> **Treść zadania**: Zaktualizuj wiersze od wiersza zawierającego „Task: pin the entry” aż do wiersza zawierającego „point(90, 183)” włącznie, zamieniając „entry walkway” na „front path”. Pozostałą treść tych wierszy przepisz bez zmian.

> **Dane do zadania**:
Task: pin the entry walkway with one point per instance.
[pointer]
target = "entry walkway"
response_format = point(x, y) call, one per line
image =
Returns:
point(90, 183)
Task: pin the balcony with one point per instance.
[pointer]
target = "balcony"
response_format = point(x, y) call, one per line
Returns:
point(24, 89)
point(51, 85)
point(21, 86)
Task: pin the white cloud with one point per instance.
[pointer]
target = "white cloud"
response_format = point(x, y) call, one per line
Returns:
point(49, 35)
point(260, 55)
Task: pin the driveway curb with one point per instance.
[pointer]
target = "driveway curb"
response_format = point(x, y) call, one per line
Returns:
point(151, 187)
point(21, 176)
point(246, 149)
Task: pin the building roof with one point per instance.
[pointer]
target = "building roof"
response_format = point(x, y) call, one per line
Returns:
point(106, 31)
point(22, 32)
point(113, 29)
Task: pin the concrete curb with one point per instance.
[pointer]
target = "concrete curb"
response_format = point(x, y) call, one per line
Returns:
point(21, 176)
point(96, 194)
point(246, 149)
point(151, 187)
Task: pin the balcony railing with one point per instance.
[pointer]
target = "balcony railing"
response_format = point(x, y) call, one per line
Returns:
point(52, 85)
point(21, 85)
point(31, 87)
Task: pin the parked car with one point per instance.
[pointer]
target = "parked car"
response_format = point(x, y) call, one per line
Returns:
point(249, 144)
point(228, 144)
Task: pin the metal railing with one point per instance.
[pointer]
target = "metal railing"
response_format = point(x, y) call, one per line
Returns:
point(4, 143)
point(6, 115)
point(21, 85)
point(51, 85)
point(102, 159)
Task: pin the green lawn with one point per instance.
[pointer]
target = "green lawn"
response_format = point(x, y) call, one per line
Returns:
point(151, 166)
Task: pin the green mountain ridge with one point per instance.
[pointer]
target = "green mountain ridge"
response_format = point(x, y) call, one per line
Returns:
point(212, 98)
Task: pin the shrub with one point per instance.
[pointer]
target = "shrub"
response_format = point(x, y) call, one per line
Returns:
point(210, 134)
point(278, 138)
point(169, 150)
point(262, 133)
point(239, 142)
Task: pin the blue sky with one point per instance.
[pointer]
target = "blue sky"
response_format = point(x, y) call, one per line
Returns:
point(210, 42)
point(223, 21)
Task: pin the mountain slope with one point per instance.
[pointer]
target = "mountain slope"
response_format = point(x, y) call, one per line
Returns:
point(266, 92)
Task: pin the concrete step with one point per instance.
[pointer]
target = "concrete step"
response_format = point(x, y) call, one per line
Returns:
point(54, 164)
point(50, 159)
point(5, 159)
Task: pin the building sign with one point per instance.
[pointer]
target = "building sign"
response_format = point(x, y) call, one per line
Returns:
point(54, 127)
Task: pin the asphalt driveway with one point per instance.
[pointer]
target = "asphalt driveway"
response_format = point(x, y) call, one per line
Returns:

---

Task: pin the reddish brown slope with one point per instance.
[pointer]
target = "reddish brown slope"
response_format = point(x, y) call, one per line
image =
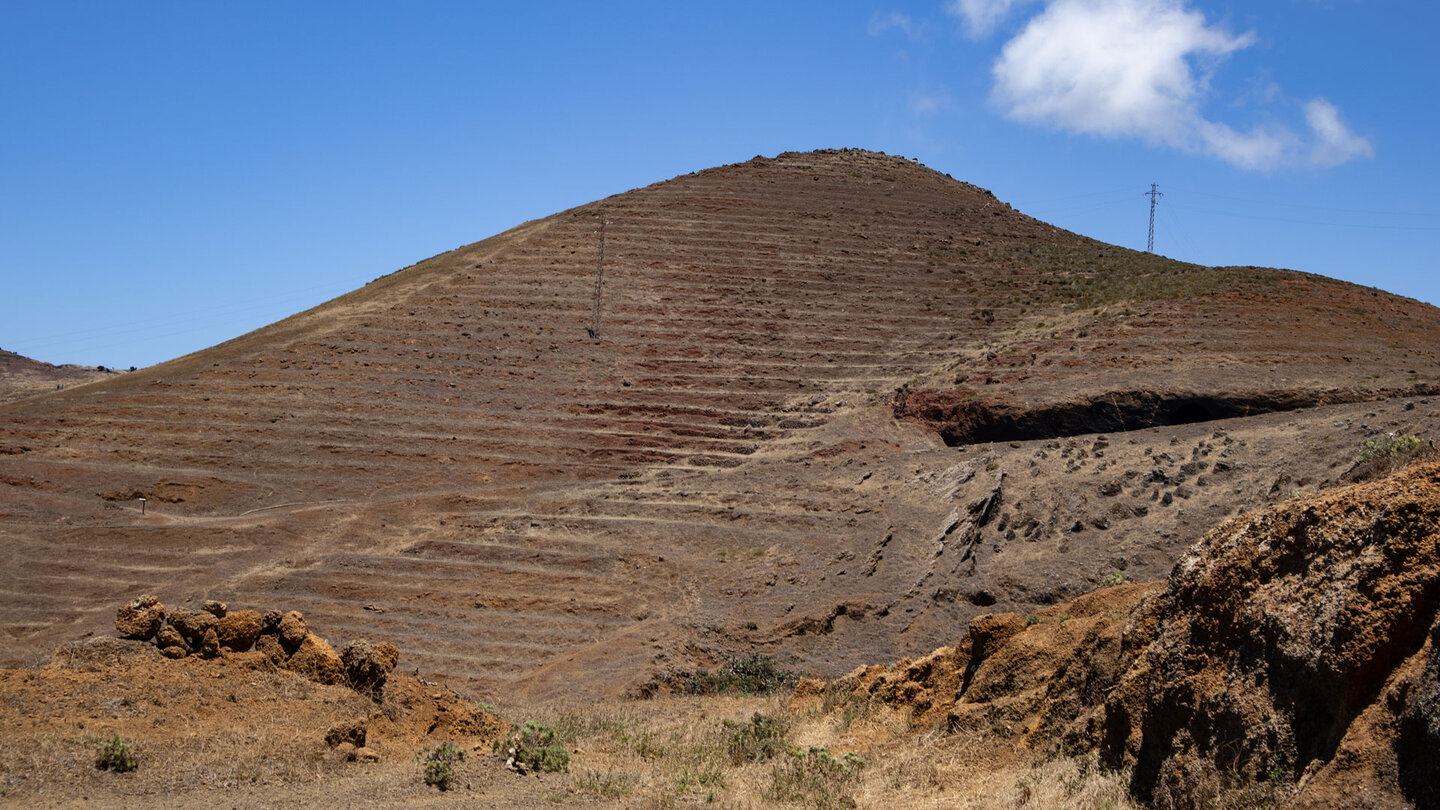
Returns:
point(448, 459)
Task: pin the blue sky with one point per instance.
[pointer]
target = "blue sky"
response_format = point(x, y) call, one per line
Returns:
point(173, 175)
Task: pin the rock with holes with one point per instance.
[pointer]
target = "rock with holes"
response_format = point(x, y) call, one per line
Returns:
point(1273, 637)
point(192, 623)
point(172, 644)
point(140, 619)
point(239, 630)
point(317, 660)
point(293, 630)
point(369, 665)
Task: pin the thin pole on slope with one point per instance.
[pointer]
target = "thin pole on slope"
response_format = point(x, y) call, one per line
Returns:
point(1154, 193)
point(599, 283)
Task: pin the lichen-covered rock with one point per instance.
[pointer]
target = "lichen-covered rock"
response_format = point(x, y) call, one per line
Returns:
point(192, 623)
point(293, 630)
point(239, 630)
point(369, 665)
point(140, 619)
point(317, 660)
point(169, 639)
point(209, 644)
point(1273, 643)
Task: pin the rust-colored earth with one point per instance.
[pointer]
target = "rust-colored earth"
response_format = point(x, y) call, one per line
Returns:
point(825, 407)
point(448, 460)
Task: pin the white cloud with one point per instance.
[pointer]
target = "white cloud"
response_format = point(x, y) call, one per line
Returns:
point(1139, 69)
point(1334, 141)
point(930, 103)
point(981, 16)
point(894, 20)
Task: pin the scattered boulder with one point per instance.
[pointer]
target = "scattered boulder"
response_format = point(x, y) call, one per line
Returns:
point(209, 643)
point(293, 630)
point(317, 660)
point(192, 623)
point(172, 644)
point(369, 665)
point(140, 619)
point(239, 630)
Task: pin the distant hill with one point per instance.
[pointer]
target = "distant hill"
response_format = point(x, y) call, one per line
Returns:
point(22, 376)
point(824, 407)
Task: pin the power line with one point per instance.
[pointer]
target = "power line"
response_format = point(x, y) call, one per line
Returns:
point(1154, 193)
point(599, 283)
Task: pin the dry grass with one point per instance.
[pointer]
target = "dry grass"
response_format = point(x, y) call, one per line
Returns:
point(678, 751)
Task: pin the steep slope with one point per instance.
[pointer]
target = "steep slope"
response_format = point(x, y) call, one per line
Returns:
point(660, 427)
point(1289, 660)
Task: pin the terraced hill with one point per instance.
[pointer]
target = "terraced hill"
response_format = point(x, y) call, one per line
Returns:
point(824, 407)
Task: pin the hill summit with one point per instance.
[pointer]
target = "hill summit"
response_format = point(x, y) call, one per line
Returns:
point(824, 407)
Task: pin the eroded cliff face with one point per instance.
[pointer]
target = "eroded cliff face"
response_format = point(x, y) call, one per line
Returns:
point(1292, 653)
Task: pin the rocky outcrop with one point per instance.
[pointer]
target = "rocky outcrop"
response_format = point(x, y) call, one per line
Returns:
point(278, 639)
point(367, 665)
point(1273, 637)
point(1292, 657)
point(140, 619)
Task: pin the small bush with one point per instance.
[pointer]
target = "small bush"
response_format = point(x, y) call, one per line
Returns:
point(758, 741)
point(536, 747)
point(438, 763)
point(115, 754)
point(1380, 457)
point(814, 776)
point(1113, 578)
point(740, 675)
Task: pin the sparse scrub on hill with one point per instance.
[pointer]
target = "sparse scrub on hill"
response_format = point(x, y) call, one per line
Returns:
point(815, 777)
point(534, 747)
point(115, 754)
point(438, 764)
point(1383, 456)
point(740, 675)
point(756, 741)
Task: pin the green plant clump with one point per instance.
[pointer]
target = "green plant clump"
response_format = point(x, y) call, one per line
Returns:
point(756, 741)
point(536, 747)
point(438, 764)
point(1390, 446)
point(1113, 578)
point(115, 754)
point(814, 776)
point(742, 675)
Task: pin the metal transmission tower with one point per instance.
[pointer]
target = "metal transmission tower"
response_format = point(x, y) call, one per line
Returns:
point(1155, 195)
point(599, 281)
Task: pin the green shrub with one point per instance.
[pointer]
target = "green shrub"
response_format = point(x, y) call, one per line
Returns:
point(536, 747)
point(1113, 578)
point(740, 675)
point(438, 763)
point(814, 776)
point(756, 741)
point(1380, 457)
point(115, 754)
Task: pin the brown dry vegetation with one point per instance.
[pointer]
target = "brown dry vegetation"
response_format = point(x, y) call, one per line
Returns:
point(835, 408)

> **Rozwiązanie zadania**:
Task: pin the front path with one point per instance.
[pointer]
target = "front path"
response_format = point(x, y) call, one per line
image =
Returns:
point(90, 183)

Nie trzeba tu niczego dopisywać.